* What to do:
For every entry below, give an exact repeat and leave out the pictures.

------ Source material

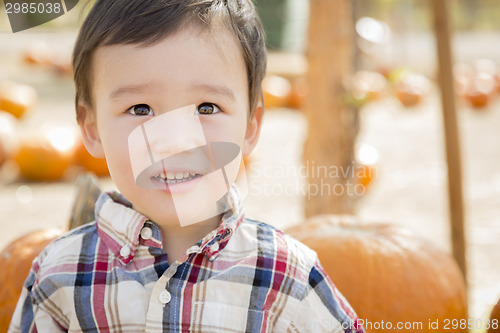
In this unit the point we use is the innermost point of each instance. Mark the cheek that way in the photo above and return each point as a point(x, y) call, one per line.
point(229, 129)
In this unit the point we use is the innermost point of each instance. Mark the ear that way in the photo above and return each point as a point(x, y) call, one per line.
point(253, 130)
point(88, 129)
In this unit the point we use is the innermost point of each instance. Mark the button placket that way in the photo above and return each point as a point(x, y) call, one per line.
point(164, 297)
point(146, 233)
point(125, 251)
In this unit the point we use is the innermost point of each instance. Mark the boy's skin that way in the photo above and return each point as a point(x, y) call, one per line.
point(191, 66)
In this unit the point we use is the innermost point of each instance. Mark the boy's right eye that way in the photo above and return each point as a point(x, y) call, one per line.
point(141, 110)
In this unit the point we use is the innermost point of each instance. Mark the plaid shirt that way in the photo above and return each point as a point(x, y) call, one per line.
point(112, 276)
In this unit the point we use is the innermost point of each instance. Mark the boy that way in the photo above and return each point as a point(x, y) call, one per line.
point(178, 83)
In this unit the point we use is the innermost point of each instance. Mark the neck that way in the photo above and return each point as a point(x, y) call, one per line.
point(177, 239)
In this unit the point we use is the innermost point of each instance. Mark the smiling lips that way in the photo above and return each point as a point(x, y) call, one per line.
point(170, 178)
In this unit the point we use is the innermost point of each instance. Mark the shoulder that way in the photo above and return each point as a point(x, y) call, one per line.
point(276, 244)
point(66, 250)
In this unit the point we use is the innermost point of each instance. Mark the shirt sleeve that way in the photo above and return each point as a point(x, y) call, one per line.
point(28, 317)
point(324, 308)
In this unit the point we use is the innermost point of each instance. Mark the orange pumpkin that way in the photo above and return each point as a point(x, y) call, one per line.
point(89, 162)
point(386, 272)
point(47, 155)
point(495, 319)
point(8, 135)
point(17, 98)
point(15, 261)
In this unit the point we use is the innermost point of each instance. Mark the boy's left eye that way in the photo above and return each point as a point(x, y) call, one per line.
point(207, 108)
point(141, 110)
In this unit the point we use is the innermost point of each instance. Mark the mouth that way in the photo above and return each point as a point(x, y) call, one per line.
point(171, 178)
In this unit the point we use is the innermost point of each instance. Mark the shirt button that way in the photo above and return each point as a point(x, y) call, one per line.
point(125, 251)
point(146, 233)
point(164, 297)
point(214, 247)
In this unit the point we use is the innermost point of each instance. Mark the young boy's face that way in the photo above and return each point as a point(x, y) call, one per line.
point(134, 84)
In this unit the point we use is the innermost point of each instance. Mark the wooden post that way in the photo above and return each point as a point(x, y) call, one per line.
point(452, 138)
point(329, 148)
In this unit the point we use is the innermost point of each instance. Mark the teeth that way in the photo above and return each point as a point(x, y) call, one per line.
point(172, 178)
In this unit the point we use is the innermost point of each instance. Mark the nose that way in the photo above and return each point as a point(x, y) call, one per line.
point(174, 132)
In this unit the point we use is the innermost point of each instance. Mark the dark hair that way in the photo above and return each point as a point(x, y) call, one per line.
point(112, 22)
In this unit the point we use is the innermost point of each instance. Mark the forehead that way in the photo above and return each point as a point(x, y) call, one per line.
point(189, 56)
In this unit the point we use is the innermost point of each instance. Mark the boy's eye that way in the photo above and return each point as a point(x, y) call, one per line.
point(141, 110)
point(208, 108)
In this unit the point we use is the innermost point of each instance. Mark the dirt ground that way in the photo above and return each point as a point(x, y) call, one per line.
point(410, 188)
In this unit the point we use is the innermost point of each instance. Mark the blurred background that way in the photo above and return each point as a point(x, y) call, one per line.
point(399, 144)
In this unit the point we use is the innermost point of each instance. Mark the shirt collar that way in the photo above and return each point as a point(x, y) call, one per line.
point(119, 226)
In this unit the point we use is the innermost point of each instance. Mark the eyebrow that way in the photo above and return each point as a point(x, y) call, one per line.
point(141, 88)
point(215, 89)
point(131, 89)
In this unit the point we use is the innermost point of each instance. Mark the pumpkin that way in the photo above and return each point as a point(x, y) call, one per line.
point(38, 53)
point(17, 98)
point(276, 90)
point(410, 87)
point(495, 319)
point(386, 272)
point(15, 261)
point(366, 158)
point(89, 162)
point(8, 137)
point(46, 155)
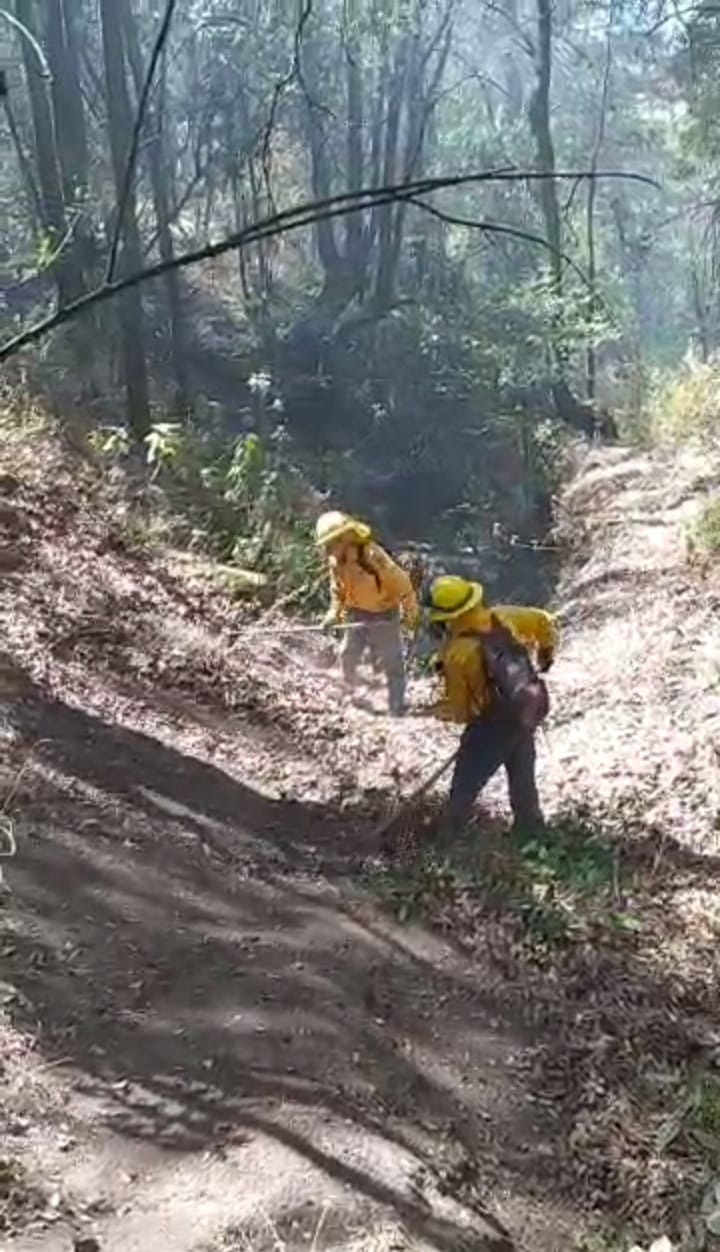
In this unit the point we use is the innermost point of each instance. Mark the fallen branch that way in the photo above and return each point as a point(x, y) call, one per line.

------------

* Answer to the exercise:
In this unit the point we use is the innermost point of each instance. Mark the cheek that way in the photo above and return each point as a point(x, y) call, one per line.
point(229, 129)
In this unit the point we use is the innermost point of each instance. Mark the ear that way in the photo above and return each point as a point(x, y) call, one per line.
point(253, 130)
point(88, 129)
In this unit the point we use is the innermost point of each instance. Mark the button placket that way in the photo above and return each point as a point(x, y) call, one per line.
point(164, 297)
point(146, 233)
point(125, 251)
In this unit the point we use is the innermost point of each instance. Mark the boy's skin that way in the photo above and return each point as a point(x, y) call, one per line.
point(191, 66)
In this unit the point we use is the innermost point of each instance. Mark the boy's right eye that way in the photo above and return each point as a point(x, y) call, one per line.
point(141, 110)
In this unit the point we use is the innermost point of each instance. Mark the plaid shirt that way in the photo above and return each point as a point(x, y) call, one per line.
point(112, 276)
In this unit the point we use is the innermost point of each instance. Mark the boy that way in the photo above and return each point as a point(x, y) call, one per line.
point(178, 83)
In this unit the point we use is the innermost point of each instance. Mark the neck that way in the photo above and return each point as a point(x, y) call, one per line.
point(177, 239)
In this unit the point we use is the innermost point of each instance. Mark the smiling lips that way in the photo above and return each point as a point(x, y) call, one per line.
point(170, 178)
In this unit the point we use is the innermost point of each instance. Mark the shoulder that way in the photo above and return each point as a point(x, y) call, one per line.
point(276, 244)
point(66, 250)
In this unit the point we use is the innermost point of each instance. Mark the shirt sleeve that way in the photo above and return each point as a point(x, y) call, one per line.
point(28, 317)
point(324, 308)
In this unit the point we use is the innermost point of each instance. Mark the orange pumpkin that way in the photo above and return each point as a point(x, y) call, one per line.
point(89, 162)
point(386, 272)
point(47, 155)
point(495, 319)
point(8, 135)
point(17, 98)
point(15, 261)
In this unit the point we use is the innermost point of each instance. Mark the boy's left eye that way in the photo above and return each point as a point(x, y) call, one per line.
point(207, 108)
point(141, 110)
In this unit the point we use is the innermost point of each instance. Mark the mouth that way in the photo above and return each point as a point(x, y) call, one per line.
point(171, 178)
In this unit the point we use is the innermost point of each instance. Mark the shirt button that way in the photo above and return each point as a point(x, y) call, one per line.
point(125, 251)
point(146, 233)
point(164, 297)
point(214, 247)
In this unit the point we use is the innermost point of each instance. Mark the young boy's face that way in the photo above and return each point as a point(x, y) call, one per line.
point(134, 84)
In this unit the point we use is the innermost point of each instance. Mark the wooden post that way in the photo above and return each point as a point(x, y) call, one per line.
point(452, 138)
point(329, 148)
In this unit the point we use is the innermost point of each instance. Mark the teeth that way in the photo above and return each point as a point(x, y) call, one per line.
point(172, 178)
In this unit the point we use is the innermost point of each instance. Mark the nose that way in the photo above and return each point as a point(x, y) call, one per line.
point(174, 132)
In this unit the point we use is the innermost point of each instance. Mark the dark hair that way in the photo above and return each point as a point(x, y) call, one per line.
point(112, 22)
In this unit the point we use is the innermost point of each instance. Mark the forehead that way in the photo above and return each point as a point(x, y) call, one per line.
point(189, 56)
In this unit the point we use is the innermost point of each instance. Mark the boy's eye that way in the photo above and return each point as a point(x, y) call, one per line.
point(141, 110)
point(208, 108)
In this unit the point we use is the innermost point of each instance. Mark the dirt ground that way in the photo above and return each point as a point(x, y) call, one per line.
point(410, 188)
In this unit the point we use is the innermost point of each instance. Mark the blurred background that way in the photo above and return each point as a point(x, y) call, one per line.
point(399, 144)
In this unit the point we use is the innermost point of each instance. Mark the shirt collar that way in the photo above and return each point as a point(x, y) call, one per line.
point(119, 226)
In this unit the point we use is the innermost point of each instance. Mark the eyebrow that way in the photo above and return each point as a point(x, y) call, one per line.
point(141, 88)
point(215, 89)
point(131, 89)
In this unit the point we use is the innermost point of each instance. Mark the pumpkin that way in the photo above and return each point as a point(x, y) call, one per line.
point(38, 53)
point(17, 98)
point(276, 90)
point(410, 87)
point(495, 319)
point(386, 272)
point(15, 261)
point(366, 158)
point(89, 162)
point(8, 137)
point(46, 155)
In this unit the point we use is the innermost point of each instance. Mark the fallen branch that way in the photo above and return each point as a point(x, y) call, one per line.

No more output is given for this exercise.